PAGE EXCERPT:
** start **
He’s a shark expert monitoring a great white’s release from Sea World. She’s the captain of a ecovessel out to stop a finning operation (anything that butchers apex predators for their fins is unspeakably cruel).

5. Cyberpunk

A battleship has to hunt down the last cyborg shark.

All these stories would appeal to different readerships. All of them would target different markets when the writers sent them out.

So why worry about the idea being stolen? If you and I both sit on eggs, I could hatch a turkey (albeit a bit late for Thanksgiving) and you could hatch a pterodactyl, because we’re different people and therefore we’ll produce different books. Both of which have their own place in the food chain.

Plus, I’ve got hundreds more eggs ideas where that one came from. Just never enough time to sit on them all.


4 comments:

DeConstruction of the Sekuatean Empire said...
** end **
RECORD SET:
** start **
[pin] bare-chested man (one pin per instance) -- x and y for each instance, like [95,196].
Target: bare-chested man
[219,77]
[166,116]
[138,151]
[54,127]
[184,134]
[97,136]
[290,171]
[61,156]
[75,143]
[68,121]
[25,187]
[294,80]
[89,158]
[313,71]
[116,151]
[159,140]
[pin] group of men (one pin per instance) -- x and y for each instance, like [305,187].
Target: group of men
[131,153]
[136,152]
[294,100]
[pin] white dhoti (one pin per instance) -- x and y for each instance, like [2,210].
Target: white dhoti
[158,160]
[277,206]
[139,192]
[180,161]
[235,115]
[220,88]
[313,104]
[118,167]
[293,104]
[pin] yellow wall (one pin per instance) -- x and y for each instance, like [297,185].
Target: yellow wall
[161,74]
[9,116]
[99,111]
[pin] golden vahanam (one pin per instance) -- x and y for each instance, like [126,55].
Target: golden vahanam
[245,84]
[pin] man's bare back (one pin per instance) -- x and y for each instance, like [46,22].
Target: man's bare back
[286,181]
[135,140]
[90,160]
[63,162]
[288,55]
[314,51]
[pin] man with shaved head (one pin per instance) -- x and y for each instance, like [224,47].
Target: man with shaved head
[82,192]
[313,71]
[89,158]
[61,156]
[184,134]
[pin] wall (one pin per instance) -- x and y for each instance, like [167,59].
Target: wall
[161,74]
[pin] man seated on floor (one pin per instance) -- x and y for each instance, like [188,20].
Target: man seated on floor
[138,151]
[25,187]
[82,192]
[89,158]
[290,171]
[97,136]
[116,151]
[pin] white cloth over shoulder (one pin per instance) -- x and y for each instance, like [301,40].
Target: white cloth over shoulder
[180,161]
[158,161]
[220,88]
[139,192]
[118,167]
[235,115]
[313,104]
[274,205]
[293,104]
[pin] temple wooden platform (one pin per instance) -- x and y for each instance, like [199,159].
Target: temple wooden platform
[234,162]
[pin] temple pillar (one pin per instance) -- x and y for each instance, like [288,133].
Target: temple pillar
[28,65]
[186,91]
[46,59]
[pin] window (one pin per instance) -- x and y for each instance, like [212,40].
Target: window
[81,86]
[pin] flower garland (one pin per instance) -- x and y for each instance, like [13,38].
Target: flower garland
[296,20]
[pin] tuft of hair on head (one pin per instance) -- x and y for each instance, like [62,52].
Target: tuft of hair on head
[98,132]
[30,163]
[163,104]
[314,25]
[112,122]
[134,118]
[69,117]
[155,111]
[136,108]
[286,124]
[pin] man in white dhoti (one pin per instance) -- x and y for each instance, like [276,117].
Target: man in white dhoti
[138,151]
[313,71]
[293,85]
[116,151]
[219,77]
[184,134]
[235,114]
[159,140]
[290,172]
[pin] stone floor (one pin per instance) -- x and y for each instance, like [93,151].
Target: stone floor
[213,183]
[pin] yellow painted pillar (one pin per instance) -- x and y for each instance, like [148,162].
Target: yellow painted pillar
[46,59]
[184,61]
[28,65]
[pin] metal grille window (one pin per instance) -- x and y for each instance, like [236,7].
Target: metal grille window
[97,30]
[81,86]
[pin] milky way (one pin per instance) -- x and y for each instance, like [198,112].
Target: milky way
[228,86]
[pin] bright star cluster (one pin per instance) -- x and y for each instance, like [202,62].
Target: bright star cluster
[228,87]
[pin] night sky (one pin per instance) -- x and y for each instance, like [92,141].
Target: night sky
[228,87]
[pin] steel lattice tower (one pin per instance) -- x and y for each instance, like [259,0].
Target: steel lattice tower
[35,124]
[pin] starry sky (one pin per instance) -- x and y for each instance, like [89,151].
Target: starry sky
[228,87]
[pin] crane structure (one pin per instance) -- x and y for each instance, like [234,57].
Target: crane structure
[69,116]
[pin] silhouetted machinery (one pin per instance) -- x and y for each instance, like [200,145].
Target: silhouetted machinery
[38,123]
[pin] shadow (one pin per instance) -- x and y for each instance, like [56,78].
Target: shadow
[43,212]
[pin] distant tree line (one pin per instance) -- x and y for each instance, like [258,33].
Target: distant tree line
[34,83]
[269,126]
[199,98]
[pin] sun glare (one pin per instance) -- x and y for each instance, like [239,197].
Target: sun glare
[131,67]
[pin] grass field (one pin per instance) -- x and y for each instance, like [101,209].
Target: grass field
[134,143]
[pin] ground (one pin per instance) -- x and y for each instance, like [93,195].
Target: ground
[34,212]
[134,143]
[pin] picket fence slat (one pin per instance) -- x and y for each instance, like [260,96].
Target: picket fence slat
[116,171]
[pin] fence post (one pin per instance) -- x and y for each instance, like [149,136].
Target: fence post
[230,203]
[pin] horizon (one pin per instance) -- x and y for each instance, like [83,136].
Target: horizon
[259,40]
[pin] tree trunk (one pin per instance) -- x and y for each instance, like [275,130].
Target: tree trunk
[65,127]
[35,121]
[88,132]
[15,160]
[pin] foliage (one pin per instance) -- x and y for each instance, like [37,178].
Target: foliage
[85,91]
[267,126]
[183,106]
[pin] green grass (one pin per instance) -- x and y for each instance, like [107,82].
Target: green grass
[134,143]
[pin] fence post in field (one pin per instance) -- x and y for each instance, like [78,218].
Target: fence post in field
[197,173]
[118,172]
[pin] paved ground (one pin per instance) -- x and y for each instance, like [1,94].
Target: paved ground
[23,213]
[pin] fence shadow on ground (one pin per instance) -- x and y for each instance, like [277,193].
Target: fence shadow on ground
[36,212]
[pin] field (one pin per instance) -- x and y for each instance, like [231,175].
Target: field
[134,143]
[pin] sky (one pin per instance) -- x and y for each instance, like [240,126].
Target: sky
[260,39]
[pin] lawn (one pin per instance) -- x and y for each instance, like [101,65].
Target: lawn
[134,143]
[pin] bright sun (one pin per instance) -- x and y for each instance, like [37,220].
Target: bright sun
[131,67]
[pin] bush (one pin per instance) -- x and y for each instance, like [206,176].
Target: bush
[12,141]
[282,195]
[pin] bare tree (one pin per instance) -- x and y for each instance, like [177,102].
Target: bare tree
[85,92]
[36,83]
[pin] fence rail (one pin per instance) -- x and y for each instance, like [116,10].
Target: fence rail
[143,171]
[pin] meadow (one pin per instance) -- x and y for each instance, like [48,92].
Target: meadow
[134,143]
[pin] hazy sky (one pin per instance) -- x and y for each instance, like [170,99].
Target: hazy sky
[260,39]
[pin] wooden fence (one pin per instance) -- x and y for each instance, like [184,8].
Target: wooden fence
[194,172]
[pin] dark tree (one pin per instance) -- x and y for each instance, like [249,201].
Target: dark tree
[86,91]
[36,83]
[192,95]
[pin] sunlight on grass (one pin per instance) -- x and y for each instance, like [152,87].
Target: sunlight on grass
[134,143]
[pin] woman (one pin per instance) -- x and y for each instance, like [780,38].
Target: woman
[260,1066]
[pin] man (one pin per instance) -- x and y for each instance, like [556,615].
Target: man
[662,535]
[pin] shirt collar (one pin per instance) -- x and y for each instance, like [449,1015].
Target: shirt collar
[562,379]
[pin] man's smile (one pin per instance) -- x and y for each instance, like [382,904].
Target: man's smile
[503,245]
** end **
GOALS:
1 > Answer from the post on story ideas:
(a) In the cyberpunk version, what does the battleship have to hunt down?
(b) What is the captain's ecovessel out to stop?
(c) In the egg comparison, what two creatures could the writer and the reader hatch?
2 > Carry on the post on story ideas from its final line.
These records were gathered from a separate source.

PER-TASK OUTPUTS:
1 >
(a) The last cyborg shark.
(b) A finning operation.
(c) A turkey and a pterodactyl.

2 >
I see "my ideas" in every other movie that comes out. It's frustrating. Thanks for some perspective.

Marian Perera said...

Heh. If I learned anything from Eragon, it's that you can sell a story that's remarkably similar to another story. Look at how many fanfics of Twilight were pulled-to-publish.

Randall said...

There's that, and there's "where do you get your ideas?" I don't understand either. Ideas are the easy part. Writing it is the hard part.

Marian Perera said...

Randall - exactly. I always have dozens of ideas for stories. The real effort goes into developing those, writing, researching, editing, revising, etc.